◆ **QUOTED TEXT**
Acting Governor of Troms
- In office 2014–2017
- Preceded by: Svein Ludvigsen
- Succeeded by: Elisabeth Aspaker

Acting governor of Troms
- In office 2005–2006
- Preceded by: Vilgunn Gregusson
- Succeeded by: Svein Ludvigsen

Personal details
- Born: 1958 (age 67–68) Norway
- Citizenship: Norway
- Profession: Politician

= Bård Magne Pedersen =

Norwegian civil servant and politician

Bård Magne Pedersen (born 1958) is a Norwegian civil servant and politician. He served as the acting county governor of Troms county twice. The first time was from 2005 to 2006 after Vilgunn Gregusson retired, holding the office for when Svein Ludvigsen could take over when he finished his duties as cabinet minister. The second time was from 2014 until 2017, holding the office for when Elisabeth Aspaker could take over when she finished her duties as cabinet minister.

◆ **DIRECTIONS**
A. In the Bård Magne Pedersen article, whose retirement led to Pedersen's first term as acting county governor of Troms?
B. Transcribe the part of the Bård Magne Pedersen article starting at "Bård Magne Pedersen (born" and ending at "her duties as cabinet minister.".

◆ **EXTRACTED RECORDS**
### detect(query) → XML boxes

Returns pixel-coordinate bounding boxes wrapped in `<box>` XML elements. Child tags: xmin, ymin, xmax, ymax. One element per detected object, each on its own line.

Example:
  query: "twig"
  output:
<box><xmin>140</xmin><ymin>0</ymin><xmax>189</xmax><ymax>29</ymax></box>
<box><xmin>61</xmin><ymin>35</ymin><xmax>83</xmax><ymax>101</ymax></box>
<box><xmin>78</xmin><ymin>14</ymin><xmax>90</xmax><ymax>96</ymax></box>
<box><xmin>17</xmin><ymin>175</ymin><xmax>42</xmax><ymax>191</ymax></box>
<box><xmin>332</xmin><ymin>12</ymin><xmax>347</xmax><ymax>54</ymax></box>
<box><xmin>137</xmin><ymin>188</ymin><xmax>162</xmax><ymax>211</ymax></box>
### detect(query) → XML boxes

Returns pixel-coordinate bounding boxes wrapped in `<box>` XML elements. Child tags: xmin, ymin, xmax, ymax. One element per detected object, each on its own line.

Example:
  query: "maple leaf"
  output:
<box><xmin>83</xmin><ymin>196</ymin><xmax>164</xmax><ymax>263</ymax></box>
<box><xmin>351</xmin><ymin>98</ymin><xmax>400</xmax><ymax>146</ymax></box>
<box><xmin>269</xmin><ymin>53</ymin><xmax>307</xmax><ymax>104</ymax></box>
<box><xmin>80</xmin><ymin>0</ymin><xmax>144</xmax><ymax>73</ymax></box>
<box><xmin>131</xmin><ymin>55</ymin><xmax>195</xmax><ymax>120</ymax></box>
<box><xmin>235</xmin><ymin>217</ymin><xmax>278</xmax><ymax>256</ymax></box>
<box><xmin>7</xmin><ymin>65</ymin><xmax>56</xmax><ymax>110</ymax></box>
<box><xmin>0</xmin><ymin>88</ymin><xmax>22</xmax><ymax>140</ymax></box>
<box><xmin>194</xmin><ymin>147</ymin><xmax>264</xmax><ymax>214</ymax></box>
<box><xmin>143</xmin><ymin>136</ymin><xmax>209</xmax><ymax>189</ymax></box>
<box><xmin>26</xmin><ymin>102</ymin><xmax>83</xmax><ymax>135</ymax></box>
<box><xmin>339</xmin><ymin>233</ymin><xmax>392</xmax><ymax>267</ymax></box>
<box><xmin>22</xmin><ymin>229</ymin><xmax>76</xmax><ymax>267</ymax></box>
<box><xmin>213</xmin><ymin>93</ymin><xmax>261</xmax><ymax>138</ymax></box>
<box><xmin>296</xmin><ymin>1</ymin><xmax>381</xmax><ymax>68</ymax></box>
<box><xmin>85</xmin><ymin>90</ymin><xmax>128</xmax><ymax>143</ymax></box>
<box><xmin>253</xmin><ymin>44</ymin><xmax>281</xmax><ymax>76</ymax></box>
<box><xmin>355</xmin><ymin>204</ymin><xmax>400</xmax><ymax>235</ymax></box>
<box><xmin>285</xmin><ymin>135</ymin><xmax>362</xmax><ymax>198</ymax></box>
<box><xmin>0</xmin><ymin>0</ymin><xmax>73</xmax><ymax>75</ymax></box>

◆ **ANSWERS TO THE EXERCISES**
A. Vilgunn Gregusson

B.
Bård Magne Pedersen (born 1958) is a Norwegian civil servant and politician. He served as the acting county governor of Troms county twice. The first time was from 2005 to 2006 after Vilgunn Gregusson retired, holding the office for when Svein Ludvigsen could take over when he finished his duties as cabinet minister. The second time was from 2014 until 2017, holding the office for when Elisabeth Aspaker could take over when she finished her duties as cabinet minister.